:: SUPPLIED MATERIAL

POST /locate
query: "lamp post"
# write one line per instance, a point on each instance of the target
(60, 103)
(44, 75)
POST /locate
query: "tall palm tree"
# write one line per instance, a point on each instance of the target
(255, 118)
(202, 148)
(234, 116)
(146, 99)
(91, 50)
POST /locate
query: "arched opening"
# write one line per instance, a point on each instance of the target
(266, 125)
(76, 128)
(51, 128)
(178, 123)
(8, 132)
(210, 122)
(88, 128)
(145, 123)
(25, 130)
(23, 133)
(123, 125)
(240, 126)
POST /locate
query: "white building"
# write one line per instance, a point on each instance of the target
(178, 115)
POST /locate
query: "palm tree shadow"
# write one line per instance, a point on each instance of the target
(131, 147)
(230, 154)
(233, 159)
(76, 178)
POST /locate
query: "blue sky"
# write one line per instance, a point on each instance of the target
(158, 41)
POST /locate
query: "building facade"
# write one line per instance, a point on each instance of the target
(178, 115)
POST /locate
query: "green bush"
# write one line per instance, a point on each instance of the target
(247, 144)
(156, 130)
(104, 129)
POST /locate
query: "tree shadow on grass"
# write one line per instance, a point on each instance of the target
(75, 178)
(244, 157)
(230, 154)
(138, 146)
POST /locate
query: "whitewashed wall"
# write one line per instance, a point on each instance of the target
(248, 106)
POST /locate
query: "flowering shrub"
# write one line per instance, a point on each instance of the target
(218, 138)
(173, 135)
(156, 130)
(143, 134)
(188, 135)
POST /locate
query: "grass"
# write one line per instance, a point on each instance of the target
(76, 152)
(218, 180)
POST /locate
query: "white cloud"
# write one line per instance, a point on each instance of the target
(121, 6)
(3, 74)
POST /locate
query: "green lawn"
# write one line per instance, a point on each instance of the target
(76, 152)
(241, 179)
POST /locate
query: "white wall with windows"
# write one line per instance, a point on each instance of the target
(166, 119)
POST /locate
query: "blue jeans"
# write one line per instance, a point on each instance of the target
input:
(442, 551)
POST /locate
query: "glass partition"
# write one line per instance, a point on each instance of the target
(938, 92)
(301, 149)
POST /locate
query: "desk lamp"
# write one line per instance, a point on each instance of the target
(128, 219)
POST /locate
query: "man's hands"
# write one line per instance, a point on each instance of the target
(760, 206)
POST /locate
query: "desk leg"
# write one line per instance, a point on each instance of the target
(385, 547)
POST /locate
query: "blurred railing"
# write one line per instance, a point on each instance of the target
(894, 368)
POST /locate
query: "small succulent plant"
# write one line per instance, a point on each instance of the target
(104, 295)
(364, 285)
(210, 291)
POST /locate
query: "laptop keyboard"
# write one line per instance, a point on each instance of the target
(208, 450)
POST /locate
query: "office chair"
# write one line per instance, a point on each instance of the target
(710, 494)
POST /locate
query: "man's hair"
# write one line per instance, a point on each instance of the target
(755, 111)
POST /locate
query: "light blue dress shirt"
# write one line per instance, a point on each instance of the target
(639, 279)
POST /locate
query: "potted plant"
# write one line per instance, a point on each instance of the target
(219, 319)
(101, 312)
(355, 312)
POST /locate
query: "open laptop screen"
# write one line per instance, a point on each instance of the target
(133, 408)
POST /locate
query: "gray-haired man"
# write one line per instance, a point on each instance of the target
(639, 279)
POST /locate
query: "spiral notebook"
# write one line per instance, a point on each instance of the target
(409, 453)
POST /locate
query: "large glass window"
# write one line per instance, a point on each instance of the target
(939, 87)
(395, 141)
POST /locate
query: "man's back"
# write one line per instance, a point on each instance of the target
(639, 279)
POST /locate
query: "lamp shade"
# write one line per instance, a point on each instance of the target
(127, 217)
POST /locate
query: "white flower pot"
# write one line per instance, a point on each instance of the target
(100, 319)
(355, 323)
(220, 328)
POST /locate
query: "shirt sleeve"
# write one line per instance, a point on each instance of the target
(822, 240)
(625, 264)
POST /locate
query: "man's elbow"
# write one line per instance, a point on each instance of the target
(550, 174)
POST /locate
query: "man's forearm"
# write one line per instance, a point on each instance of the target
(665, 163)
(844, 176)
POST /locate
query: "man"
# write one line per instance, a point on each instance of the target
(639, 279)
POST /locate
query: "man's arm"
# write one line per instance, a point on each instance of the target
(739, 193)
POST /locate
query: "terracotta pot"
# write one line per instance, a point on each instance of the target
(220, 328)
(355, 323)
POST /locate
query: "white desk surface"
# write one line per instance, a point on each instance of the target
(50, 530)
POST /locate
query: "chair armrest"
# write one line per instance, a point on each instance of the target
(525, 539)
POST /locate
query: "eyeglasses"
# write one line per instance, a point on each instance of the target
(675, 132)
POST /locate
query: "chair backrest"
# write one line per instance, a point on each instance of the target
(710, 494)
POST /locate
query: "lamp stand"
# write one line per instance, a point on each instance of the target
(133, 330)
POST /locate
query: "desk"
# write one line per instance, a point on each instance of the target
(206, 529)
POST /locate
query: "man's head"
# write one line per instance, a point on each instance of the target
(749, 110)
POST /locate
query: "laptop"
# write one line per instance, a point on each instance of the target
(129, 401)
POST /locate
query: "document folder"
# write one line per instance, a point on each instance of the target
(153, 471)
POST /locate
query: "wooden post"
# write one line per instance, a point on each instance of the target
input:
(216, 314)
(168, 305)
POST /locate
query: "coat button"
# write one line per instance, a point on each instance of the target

::::

▶ _PROBLEM TO WORK ON_: Count the lines in the rows above that contain the word "palm" and give only the number.

▶ _COMPLETE ANSWER_: 2